-- Begin Exercise inputs --

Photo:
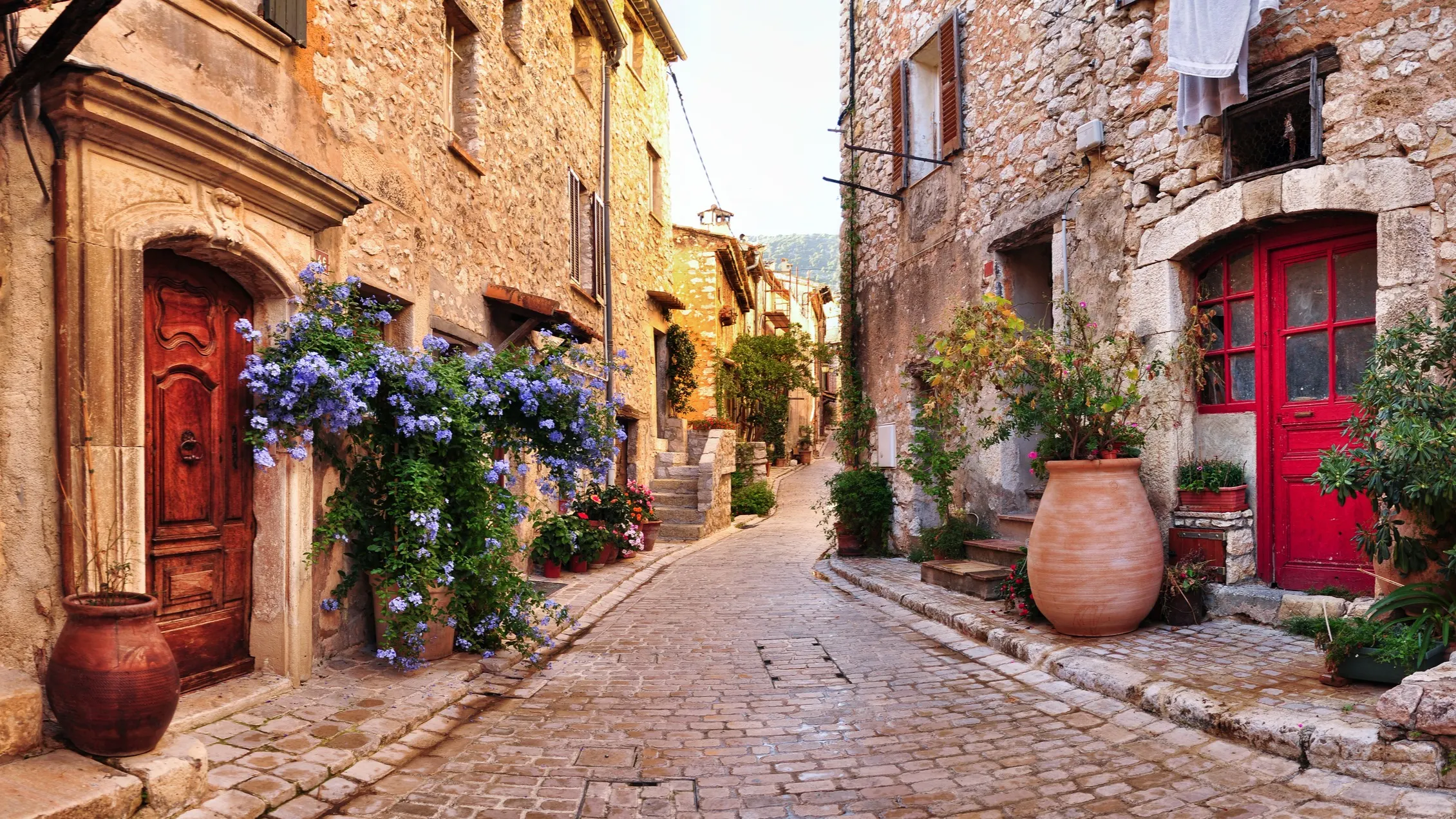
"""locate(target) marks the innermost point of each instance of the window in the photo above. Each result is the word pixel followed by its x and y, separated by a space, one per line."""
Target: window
pixel 925 104
pixel 581 52
pixel 1226 294
pixel 654 180
pixel 459 79
pixel 637 44
pixel 587 270
pixel 513 24
pixel 1280 126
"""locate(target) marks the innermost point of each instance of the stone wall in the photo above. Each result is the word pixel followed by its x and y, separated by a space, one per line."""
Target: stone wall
pixel 1144 204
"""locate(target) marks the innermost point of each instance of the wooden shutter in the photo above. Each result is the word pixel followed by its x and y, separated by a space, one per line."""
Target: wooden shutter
pixel 292 16
pixel 899 138
pixel 950 41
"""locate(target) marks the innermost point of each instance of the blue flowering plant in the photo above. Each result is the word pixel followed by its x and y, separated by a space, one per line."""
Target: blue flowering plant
pixel 428 444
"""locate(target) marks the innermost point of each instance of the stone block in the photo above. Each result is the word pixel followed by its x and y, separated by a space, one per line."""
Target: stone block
pixel 174 775
pixel 1311 606
pixel 19 713
pixel 1368 185
pixel 69 786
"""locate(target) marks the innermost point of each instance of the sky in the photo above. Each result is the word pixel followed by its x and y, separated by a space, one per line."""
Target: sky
pixel 762 89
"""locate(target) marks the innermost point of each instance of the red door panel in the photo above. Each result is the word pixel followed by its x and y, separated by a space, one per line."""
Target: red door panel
pixel 1319 326
pixel 200 525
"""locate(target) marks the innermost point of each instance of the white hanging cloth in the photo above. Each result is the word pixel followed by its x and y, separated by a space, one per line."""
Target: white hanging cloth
pixel 1211 52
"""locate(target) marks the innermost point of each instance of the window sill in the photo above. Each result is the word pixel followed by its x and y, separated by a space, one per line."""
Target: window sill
pixel 465 156
pixel 586 294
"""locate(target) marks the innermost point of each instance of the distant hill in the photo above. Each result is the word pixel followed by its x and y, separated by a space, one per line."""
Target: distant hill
pixel 815 255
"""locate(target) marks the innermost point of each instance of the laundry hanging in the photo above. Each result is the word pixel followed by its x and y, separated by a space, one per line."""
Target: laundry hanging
pixel 1211 50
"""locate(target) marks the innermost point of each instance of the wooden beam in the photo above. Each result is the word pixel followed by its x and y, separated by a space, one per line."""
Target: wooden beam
pixel 73 24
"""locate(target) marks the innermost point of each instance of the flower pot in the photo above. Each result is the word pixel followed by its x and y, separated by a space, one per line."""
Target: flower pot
pixel 1362 665
pixel 113 680
pixel 1095 556
pixel 1183 610
pixel 1226 500
pixel 650 534
pixel 439 637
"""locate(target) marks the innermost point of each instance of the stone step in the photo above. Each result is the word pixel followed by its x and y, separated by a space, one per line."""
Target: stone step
pixel 996 552
pixel 681 515
pixel 64 784
pixel 19 713
pixel 1016 527
pixel 681 531
pixel 674 485
pixel 972 578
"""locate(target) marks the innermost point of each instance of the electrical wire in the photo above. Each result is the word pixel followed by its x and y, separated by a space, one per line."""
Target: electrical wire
pixel 696 147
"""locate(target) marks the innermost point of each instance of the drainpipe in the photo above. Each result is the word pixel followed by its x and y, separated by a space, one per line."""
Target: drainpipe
pixel 60 290
pixel 609 63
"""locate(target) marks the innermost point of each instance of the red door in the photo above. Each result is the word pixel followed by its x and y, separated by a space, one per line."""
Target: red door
pixel 1318 335
pixel 200 513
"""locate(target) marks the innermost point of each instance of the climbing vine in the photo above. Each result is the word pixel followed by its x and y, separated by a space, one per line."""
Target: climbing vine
pixel 682 358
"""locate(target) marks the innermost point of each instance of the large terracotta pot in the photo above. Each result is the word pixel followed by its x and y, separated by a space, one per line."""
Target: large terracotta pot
pixel 1095 556
pixel 650 534
pixel 439 637
pixel 113 680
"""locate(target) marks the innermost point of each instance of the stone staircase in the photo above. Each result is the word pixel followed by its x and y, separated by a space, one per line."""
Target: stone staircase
pixel 43 780
pixel 685 485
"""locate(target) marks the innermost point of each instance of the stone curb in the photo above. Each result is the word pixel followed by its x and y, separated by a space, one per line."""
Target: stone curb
pixel 1354 749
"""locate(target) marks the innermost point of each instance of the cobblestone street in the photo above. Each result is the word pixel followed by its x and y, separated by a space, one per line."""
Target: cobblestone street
pixel 739 684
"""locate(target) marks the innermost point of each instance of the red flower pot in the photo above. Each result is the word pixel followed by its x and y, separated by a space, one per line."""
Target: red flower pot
pixel 650 534
pixel 113 680
pixel 1226 500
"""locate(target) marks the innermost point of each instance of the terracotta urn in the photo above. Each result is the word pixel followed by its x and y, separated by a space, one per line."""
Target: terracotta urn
pixel 1095 556
pixel 113 680
pixel 439 637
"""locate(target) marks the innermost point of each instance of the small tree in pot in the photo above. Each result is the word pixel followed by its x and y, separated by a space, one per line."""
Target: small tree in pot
pixel 1095 552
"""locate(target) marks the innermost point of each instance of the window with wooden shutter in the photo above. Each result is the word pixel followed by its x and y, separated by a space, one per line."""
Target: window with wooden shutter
pixel 897 126
pixel 290 16
pixel 950 46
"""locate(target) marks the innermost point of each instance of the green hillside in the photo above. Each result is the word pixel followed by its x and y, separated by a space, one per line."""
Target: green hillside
pixel 815 255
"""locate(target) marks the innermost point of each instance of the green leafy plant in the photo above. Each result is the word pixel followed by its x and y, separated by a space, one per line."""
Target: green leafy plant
pixel 1017 590
pixel 862 501
pixel 1079 390
pixel 753 500
pixel 682 360
pixel 755 389
pixel 1209 475
pixel 1403 444
pixel 949 540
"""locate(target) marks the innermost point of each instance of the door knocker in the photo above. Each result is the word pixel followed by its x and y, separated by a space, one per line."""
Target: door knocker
pixel 191 449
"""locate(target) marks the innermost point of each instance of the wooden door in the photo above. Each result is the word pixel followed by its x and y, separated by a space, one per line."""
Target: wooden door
pixel 200 511
pixel 1319 329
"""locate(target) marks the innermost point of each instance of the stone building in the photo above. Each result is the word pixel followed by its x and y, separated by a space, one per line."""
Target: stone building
pixel 449 155
pixel 1307 219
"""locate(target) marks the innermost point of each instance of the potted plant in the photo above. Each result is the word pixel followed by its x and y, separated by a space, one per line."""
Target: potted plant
pixel 1183 590
pixel 555 543
pixel 1212 485
pixel 1398 457
pixel 427 444
pixel 1095 558
pixel 856 513
pixel 643 514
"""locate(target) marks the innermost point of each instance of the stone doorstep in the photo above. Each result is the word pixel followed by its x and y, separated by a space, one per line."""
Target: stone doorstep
pixel 1354 749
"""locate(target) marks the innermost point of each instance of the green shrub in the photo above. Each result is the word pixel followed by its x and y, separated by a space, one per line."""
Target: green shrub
pixel 753 500
pixel 864 502
pixel 949 540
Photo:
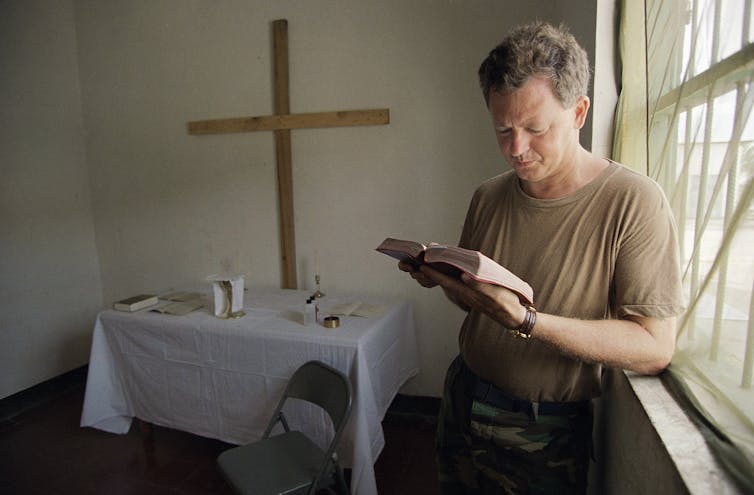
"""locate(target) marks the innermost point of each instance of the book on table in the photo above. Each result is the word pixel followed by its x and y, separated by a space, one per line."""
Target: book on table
pixel 135 303
pixel 454 260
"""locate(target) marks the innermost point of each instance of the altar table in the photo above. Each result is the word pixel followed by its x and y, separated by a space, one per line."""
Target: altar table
pixel 222 378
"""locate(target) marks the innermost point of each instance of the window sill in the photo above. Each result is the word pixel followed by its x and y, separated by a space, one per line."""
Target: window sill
pixel 685 445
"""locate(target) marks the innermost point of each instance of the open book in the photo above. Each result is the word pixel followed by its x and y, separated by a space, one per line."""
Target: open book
pixel 452 260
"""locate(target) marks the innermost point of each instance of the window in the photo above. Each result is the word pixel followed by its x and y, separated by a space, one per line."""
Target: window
pixel 699 145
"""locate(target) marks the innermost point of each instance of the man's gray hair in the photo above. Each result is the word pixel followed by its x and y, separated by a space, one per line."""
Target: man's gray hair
pixel 537 50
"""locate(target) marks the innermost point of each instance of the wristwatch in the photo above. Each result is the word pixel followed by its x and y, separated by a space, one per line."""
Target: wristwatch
pixel 525 328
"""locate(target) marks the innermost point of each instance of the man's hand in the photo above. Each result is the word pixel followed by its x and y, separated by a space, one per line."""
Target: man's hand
pixel 416 274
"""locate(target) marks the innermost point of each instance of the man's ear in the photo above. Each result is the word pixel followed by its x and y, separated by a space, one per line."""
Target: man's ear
pixel 580 109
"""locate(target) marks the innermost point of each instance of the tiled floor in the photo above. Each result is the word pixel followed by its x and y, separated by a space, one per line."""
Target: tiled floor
pixel 44 451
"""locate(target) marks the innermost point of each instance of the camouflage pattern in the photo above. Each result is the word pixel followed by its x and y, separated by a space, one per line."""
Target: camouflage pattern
pixel 482 449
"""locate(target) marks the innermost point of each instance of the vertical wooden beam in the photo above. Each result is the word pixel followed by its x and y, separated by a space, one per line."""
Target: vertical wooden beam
pixel 283 154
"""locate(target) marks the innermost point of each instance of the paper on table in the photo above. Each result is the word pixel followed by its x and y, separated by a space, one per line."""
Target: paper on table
pixel 358 308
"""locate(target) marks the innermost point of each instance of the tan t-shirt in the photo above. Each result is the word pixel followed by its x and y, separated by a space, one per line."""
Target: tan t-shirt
pixel 606 251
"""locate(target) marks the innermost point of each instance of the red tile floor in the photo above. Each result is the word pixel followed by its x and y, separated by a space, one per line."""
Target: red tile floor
pixel 44 451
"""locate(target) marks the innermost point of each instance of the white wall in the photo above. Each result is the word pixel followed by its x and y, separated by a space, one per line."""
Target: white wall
pixel 170 209
pixel 49 271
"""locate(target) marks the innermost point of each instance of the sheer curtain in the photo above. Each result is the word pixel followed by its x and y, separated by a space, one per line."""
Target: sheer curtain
pixel 684 116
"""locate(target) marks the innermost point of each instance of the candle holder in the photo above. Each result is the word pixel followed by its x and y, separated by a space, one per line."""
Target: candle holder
pixel 317 293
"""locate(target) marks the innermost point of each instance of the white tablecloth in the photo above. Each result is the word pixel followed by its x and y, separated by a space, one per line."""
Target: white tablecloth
pixel 222 378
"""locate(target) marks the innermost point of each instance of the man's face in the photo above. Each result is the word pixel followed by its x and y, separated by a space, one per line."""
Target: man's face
pixel 537 136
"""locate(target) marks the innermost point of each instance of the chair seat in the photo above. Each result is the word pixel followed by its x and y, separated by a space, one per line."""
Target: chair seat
pixel 283 464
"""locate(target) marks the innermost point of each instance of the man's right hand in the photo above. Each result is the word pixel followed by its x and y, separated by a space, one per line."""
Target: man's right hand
pixel 416 274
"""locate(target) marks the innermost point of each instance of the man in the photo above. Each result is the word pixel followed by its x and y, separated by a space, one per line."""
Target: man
pixel 598 244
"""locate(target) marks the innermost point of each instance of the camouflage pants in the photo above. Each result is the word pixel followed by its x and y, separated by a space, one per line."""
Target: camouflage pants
pixel 482 449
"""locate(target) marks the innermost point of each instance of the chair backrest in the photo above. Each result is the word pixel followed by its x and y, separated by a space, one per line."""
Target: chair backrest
pixel 325 386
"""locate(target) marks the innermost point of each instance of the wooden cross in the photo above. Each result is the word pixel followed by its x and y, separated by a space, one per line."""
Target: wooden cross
pixel 281 123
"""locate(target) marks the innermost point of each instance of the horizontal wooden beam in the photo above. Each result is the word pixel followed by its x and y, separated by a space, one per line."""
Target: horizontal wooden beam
pixel 344 118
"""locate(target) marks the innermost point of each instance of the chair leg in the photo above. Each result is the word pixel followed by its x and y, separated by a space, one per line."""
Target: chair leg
pixel 342 486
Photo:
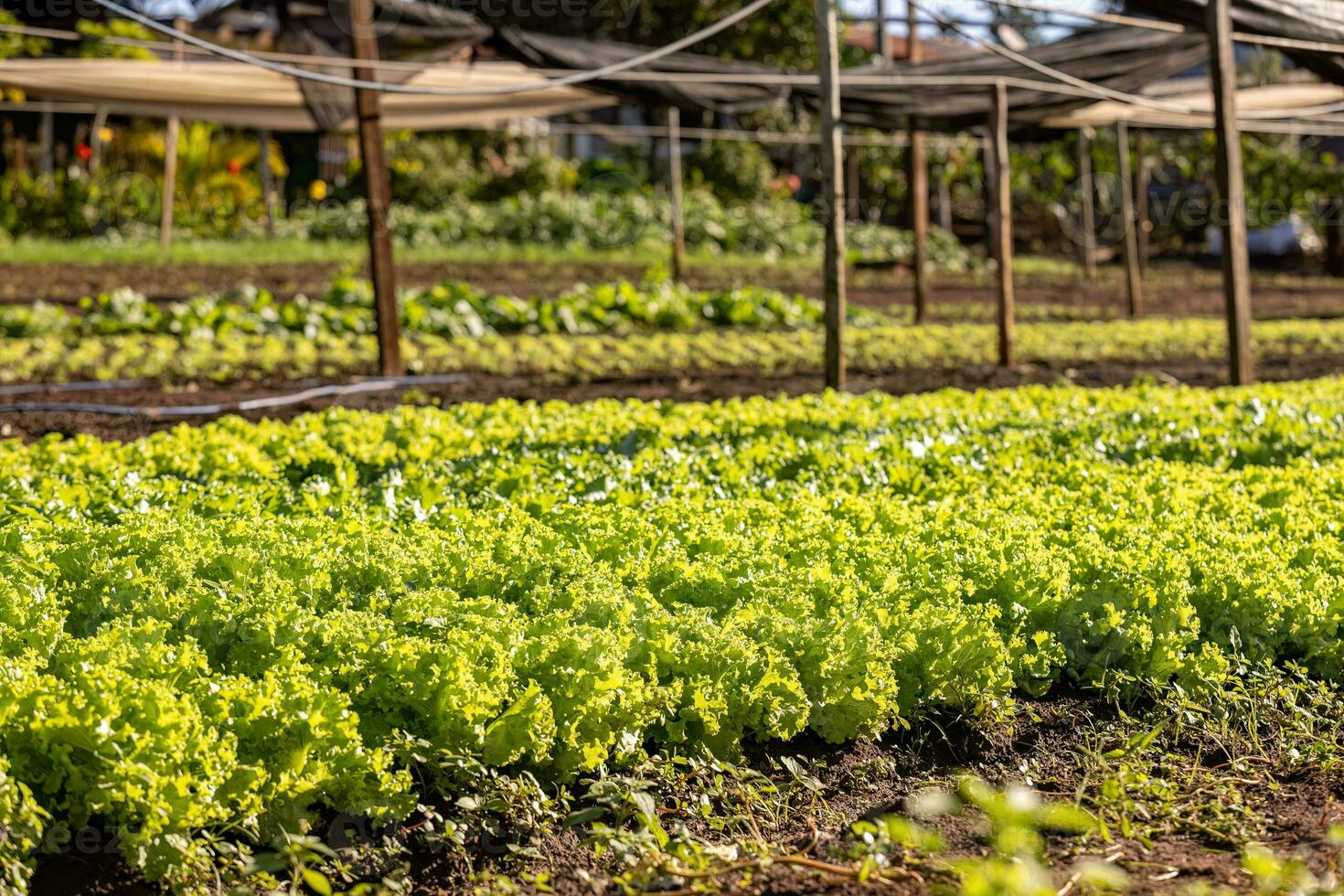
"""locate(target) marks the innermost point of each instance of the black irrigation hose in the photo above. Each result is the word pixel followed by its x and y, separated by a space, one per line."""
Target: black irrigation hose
pixel 88 386
pixel 380 384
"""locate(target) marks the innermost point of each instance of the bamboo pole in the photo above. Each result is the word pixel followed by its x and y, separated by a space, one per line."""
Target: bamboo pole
pixel 1001 203
pixel 1144 225
pixel 917 179
pixel 832 192
pixel 171 137
pixel 1087 197
pixel 675 185
pixel 1133 277
pixel 100 123
pixel 378 189
pixel 1232 188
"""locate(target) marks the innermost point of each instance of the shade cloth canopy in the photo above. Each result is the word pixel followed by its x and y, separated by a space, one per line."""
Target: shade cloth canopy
pixel 1318 20
pixel 1123 59
pixel 1195 93
pixel 243 96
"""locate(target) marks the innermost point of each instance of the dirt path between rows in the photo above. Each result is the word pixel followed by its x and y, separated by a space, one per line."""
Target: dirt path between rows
pixel 1178 292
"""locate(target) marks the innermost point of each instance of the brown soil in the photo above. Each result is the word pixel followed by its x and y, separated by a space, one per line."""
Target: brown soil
pixel 480 387
pixel 1176 292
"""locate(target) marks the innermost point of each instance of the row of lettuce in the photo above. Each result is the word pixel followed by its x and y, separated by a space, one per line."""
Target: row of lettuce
pixel 877 347
pixel 123 208
pixel 448 309
pixel 222 632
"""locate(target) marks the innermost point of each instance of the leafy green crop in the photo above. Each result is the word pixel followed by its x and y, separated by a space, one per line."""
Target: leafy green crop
pixel 449 309
pixel 228 629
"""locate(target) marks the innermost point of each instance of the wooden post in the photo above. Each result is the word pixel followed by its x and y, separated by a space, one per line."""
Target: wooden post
pixel 917 177
pixel 1143 226
pixel 1087 197
pixel 1000 195
pixel 1237 268
pixel 1133 277
pixel 171 136
pixel 944 200
pixel 832 192
pixel 377 189
pixel 268 182
pixel 48 143
pixel 854 197
pixel 675 185
pixel 100 123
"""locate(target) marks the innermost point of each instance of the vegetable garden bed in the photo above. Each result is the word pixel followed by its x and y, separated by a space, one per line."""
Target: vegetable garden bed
pixel 219 635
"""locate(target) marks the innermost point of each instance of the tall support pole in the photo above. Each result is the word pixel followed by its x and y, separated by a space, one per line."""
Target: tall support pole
pixel 1143 226
pixel 100 123
pixel 268 180
pixel 832 192
pixel 171 136
pixel 1000 195
pixel 1133 277
pixel 917 179
pixel 854 199
pixel 880 32
pixel 48 143
pixel 1232 189
pixel 377 188
pixel 1087 199
pixel 675 185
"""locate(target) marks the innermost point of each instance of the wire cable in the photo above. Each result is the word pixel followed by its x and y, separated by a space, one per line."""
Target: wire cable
pixel 154 412
pixel 1097 91
pixel 502 91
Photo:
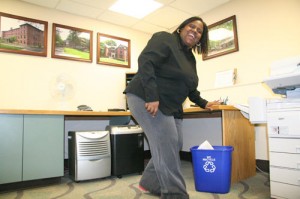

-- End Exercise inputs --

Begin at the line that has "of lettuce in" and stop after the line that has "pixel 228 629". Rewrite only those lines, changing "leafy green crop" to "green leafy crop" and keeping everything else identical.

"""locate(target) marks the innermost point of each instance of the row of lettuce in the photo above. Each result is the word pixel followed by its x and y, separated by a space, one per line."""
Target: row of lettuce
pixel 877 347
pixel 123 208
pixel 448 309
pixel 222 632
"""locate(target) marks the innermost point of each instance of the green leafy crop in the photo above. Each result is the word pixel followed by its x and y, separated by a space, one per line."""
Target: green leafy crop
pixel 449 309
pixel 228 629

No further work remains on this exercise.